REQUIRED WORK — Repeat word for word everything from the line containing "In this exercise you will indicate every instance of the large" to the end of the listing, first and last lines included, and only that.

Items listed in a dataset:
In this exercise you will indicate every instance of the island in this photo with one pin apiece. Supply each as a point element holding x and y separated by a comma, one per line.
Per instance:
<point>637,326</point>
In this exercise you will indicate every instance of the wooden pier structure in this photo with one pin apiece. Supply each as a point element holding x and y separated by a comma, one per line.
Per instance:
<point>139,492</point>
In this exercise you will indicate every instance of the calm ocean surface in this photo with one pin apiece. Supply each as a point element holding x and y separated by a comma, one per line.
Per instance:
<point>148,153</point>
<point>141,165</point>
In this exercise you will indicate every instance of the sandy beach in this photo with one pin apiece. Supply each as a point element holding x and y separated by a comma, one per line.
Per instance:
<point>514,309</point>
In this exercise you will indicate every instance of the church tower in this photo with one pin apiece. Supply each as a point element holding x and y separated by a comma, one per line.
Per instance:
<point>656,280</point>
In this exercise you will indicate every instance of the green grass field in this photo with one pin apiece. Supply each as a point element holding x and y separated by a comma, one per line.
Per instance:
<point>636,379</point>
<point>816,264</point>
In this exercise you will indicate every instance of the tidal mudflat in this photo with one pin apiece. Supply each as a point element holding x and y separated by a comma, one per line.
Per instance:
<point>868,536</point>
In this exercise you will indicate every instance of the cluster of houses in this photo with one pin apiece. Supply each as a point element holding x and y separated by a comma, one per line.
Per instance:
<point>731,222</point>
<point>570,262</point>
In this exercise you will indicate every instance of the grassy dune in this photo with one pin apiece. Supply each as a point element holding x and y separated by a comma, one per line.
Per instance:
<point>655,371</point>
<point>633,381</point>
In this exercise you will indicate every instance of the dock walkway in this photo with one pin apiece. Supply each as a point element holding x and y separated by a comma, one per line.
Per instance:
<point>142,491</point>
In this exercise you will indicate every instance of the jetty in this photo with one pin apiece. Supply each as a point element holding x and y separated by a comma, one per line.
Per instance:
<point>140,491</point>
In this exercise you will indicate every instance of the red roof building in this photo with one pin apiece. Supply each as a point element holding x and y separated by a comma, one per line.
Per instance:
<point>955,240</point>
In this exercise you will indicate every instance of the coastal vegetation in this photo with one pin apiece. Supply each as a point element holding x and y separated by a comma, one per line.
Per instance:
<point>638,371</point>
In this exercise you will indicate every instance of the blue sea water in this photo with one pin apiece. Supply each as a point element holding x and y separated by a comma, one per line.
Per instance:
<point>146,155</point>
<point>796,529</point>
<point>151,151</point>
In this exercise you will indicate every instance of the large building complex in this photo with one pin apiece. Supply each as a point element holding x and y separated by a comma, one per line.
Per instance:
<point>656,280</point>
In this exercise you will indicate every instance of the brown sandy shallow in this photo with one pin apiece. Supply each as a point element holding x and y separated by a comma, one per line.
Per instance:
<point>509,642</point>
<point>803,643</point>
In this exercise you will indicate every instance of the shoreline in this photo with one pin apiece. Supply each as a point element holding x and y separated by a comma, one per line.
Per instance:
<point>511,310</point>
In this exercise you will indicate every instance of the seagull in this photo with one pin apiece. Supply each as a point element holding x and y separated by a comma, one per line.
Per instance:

SOLUTION —
In this exercise you will indicate every instance of the large building complex in this photo with one pin apiece. Supply each as a point element holding x and y separated by a comma, one per line.
Per instance:
<point>656,280</point>
In this exercise you will indicate every instance of the brown sandy shallow in this photo with one pin apiece. Supply each as a point element holding x and y separated by a comma, one per line.
Per instance:
<point>509,642</point>
<point>803,643</point>
In this exercise you will indicate every instance of the shoreline in this photo with one pin apiece. Supply each as a point element holding x and y separated by a comma, one per line.
Per instance:
<point>511,310</point>
In this exercise you will indicate every instance of the seagull in this photo with one pin apiece. Supply each as a point element holding x and y separated by a comma, one per line.
Per instance:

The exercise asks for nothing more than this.